Stored data:
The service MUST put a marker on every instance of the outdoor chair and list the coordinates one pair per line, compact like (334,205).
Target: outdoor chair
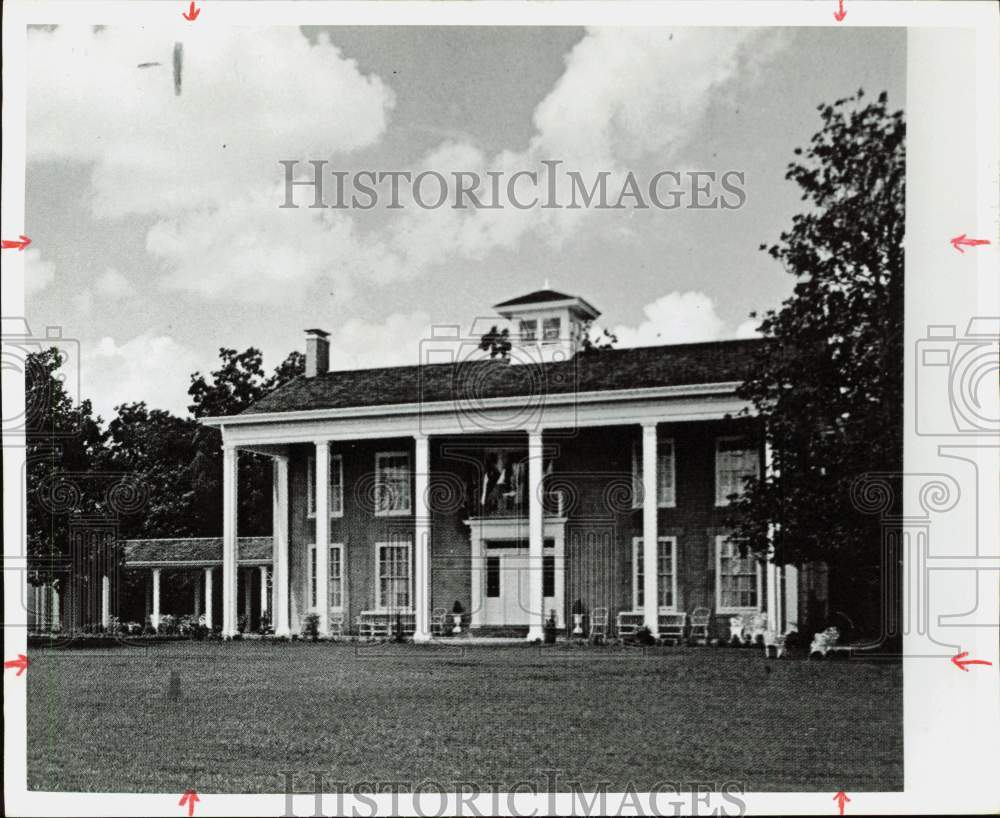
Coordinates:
(598,625)
(337,624)
(439,620)
(672,626)
(629,623)
(757,627)
(824,641)
(700,620)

STATED GOAL: Turn every line of the material above into a Markdown table with the columns "No." and "Line", numbering the rows and skipping blank lines. Leave the pictures out.

ANSWER TO THE PROBLEM:
| No. | Line |
|---|---|
| 1 | The service MUST put a marker on every instance of the outdoor chair and list the coordinates one pair per line, compact like (334,205). |
| 2 | Target: outdoor chair |
| 3 | Coordinates: |
| 4 | (598,625) |
| 5 | (337,624) |
| 6 | (439,620) |
| 7 | (672,626) |
| 8 | (629,623) |
| 9 | (757,627) |
| 10 | (824,641) |
| 11 | (700,620) |